Set every entry down again exactly, omitting none.

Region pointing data

[Start of Attachment]

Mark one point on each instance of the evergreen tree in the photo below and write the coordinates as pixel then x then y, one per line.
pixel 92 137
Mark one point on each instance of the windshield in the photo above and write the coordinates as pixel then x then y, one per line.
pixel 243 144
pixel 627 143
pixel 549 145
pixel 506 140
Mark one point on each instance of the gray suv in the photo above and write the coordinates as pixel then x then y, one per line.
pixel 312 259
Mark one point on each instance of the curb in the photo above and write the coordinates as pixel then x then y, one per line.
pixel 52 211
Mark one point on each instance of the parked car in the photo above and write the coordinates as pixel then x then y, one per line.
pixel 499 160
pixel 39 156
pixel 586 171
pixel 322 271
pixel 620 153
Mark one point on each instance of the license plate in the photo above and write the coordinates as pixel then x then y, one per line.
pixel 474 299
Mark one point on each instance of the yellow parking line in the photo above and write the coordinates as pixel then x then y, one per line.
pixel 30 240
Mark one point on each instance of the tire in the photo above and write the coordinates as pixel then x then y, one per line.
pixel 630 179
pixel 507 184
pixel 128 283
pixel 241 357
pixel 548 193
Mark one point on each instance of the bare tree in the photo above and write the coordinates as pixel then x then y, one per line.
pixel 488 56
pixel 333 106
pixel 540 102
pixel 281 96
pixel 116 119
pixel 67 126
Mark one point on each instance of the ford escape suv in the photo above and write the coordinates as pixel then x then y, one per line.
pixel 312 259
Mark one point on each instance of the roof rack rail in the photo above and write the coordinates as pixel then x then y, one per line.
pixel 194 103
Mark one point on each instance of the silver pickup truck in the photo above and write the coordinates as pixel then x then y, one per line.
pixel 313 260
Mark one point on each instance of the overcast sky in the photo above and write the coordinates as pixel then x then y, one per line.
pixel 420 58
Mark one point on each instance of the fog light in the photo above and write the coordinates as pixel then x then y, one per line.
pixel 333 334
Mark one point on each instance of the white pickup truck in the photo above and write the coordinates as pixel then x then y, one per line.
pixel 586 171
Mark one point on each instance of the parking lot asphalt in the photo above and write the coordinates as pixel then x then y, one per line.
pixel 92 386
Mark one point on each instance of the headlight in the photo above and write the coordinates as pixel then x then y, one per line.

[End of Attachment]

### Answer box
Mark one point on each instance of the evergreen tree in the photo below and write the coordinates as pixel then x then y, one per line.
pixel 92 137
Mark one point on each instance of the windshield in the photo above and write the coordinates as pixel then x then y, one per line.
pixel 243 144
pixel 627 143
pixel 549 145
pixel 506 140
Mark one point on each instance of the gray suv in the photo above and write the coordinates as pixel then x then y, one per line.
pixel 312 259
Mark one point on each instance of the curb in the photo above and write the coordinates as pixel then x then y, one per line.
pixel 52 211
Mark one point on each instance of the parked car in the photo above and write the coordinates as pixel then x then y, one per line.
pixel 499 160
pixel 39 156
pixel 586 171
pixel 322 271
pixel 620 153
Mark one point on each instance of the license plate in the photo above and write the coordinates as pixel then x then y, one per line.
pixel 474 299
Mark one point on each instance of the yellow parking line in the photo above and write the coordinates as pixel then x then y, one per line.
pixel 30 240
Mark one point on each instance of the tire in the photo above and write the coordinates as pixel then x then y, one per line.
pixel 630 179
pixel 507 184
pixel 128 283
pixel 241 357
pixel 548 193
Mark one point on each instance of the bare tree in the photo above and write the coordinates as pixel then x then y, one per line.
pixel 488 56
pixel 333 106
pixel 540 102
pixel 281 96
pixel 116 119
pixel 67 126
Mark one point on each instance of the ford escape suv in the photo above and write the coordinates as pixel then x then y, one per line.
pixel 312 259
Mark one point on each instance of the roof rack rail in the photo above and write the coordinates as pixel then x then y, one per line.
pixel 194 103
Mark one point on each instance of the silver pickup truck in the photo above and write the coordinates as pixel then x then y, one per line.
pixel 313 260
Mark one point on each instance of the overcast sky in the photo above and write the coordinates as pixel then x then y, one per line.
pixel 420 58
Mark one point on each instance of the fog light in the photo above and write the coordinates as pixel then x then y, one per line.
pixel 333 334
Mark one point on each instance of the white pickup truck in the photo above and write the coordinates as pixel then x then y, one per line.
pixel 586 171
Mark one point on each instance of the parking lot asphalt in the photo above and write the coordinates as pixel then x then y, one per line.
pixel 92 386
Mark one point on each instance of the headlight in the photo above and write the coordinates as pixel then x then y, one per line.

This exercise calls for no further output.